EXERCISE =>
The pictures in the listing below are to be skipped, while the lines between the line holding "A point marks every instance of the dirt" and the line holding "A point marks every instance of the grass", inclusive, are to be output exactly.

○ ○ ○ ○ ○ ○ ○

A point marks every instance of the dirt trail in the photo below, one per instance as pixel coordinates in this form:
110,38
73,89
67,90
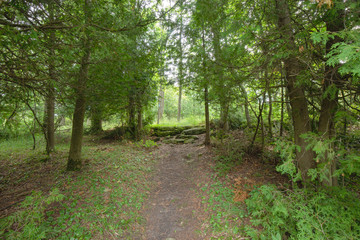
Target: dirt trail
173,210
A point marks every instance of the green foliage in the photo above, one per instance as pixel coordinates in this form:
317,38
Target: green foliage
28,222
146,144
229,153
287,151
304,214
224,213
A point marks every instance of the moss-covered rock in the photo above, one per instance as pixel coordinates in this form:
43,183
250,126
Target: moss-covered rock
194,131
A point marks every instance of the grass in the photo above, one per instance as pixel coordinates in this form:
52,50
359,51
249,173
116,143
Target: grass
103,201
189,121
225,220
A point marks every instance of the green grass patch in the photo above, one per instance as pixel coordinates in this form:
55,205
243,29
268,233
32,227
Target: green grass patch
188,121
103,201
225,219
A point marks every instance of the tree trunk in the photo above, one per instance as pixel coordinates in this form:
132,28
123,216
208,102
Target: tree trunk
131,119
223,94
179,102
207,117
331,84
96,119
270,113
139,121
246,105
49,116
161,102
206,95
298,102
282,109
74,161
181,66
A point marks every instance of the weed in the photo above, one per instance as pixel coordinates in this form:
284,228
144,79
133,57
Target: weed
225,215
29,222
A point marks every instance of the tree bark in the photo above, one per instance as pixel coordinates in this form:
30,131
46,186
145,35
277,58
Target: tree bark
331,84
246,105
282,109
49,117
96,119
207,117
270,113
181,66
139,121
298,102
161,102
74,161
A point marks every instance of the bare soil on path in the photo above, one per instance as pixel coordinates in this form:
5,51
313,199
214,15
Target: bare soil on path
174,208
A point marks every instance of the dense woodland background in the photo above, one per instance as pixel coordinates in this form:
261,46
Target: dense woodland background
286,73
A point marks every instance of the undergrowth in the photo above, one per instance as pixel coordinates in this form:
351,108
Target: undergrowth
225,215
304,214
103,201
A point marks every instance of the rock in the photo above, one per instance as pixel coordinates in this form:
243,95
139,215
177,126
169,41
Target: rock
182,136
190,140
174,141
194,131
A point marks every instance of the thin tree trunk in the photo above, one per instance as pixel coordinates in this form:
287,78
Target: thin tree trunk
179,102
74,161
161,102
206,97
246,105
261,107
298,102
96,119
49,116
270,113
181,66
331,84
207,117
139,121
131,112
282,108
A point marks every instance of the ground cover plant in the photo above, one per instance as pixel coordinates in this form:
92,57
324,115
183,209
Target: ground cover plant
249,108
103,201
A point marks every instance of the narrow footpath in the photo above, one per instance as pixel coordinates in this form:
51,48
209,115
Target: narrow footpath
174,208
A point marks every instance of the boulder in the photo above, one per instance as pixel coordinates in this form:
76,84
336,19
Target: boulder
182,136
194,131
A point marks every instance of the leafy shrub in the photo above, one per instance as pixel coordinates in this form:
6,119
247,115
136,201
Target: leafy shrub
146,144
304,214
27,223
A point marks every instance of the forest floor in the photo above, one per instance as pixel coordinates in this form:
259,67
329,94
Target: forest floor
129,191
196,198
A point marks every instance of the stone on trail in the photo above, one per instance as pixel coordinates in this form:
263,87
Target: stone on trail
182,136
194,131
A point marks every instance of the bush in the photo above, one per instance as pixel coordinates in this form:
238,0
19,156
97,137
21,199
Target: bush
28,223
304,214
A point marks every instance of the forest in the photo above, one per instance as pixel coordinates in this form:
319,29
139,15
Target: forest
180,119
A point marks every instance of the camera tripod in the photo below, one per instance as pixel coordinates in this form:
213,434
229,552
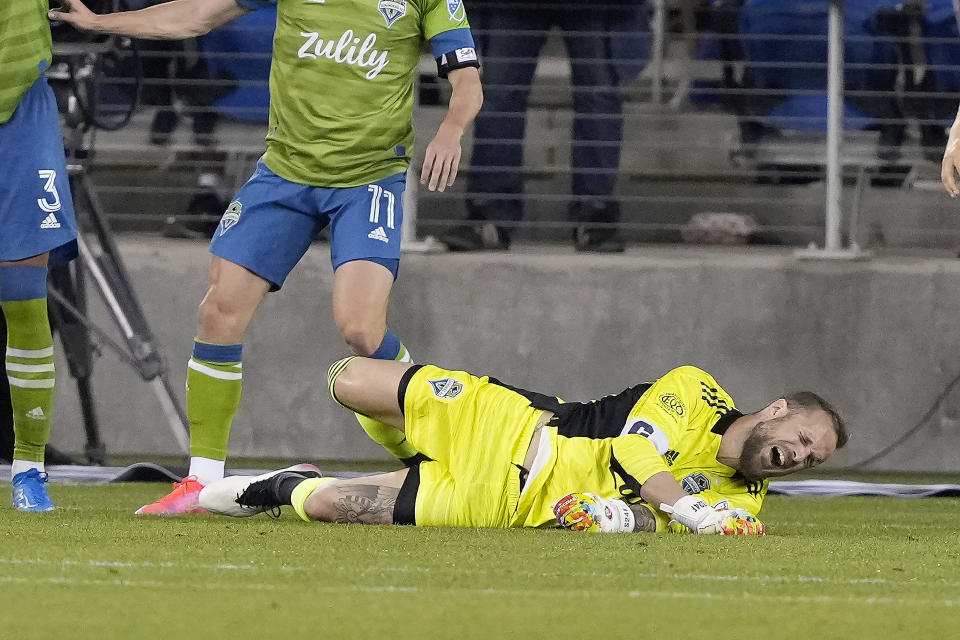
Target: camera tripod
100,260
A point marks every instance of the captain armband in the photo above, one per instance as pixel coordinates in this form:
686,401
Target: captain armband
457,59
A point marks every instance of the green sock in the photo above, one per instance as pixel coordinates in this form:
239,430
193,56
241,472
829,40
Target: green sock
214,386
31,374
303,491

○ ○ ○ ○ ○ ○ ○

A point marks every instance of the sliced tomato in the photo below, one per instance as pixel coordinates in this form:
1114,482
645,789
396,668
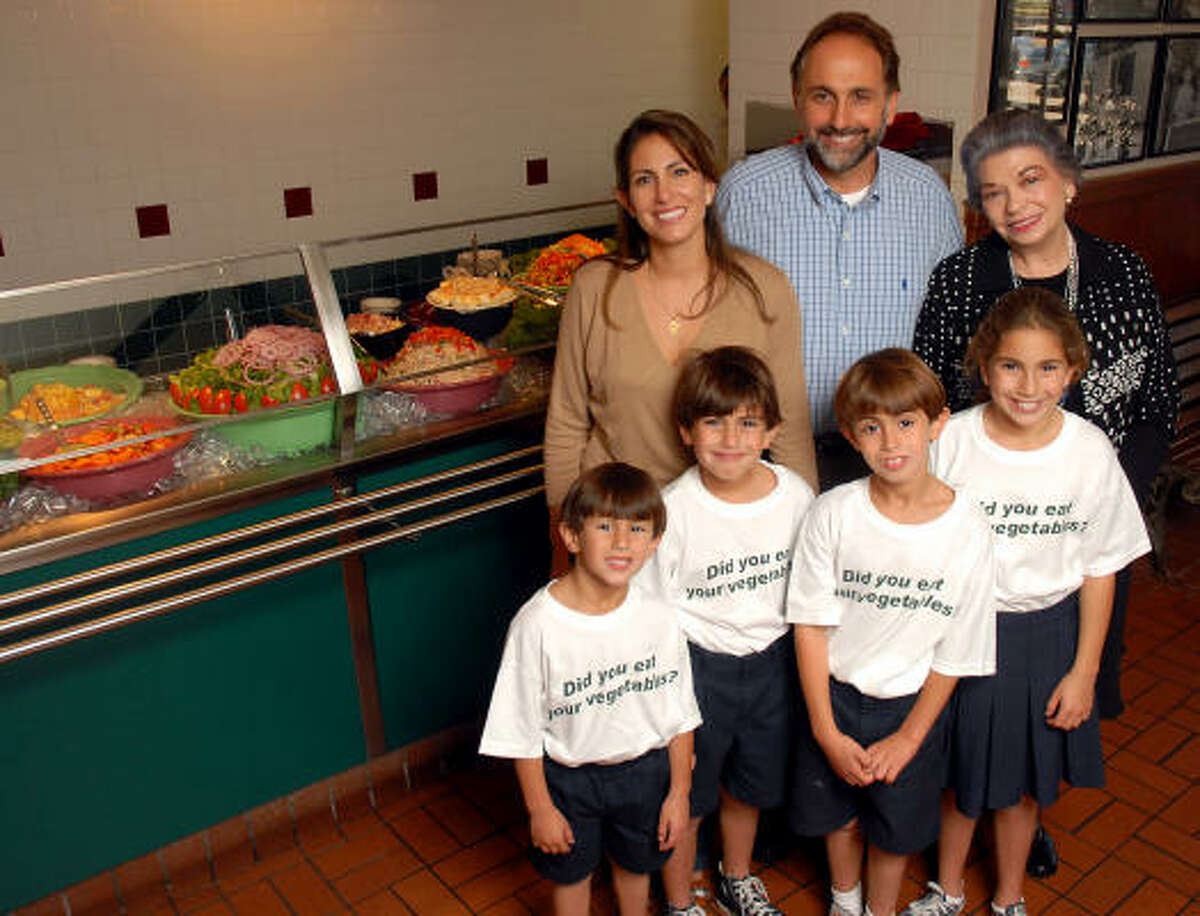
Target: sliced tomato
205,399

○ ○ ○ ○ ○ ○ ○

SOLUTION =>
A point marks every instance of the dirt trail in the photo below, one per instance as pixel coordinates in this form:
110,38
73,89
67,90
Target: dirt trail
173,210
A point marks every instance of the green foliage in the photo above, one per instance as pixel coordinates in this form:
317,38
Target: green foliage
28,222
146,144
229,153
287,151
304,214
224,213
A point marks every instance of the moss-covered rock in the photo above, one per instance as pixel coordinates in this form:
43,183
250,126
Target: moss-covered rock
194,131
A point marks every instance of the grass in the photo above, one per instance as pixel coordinates in this form:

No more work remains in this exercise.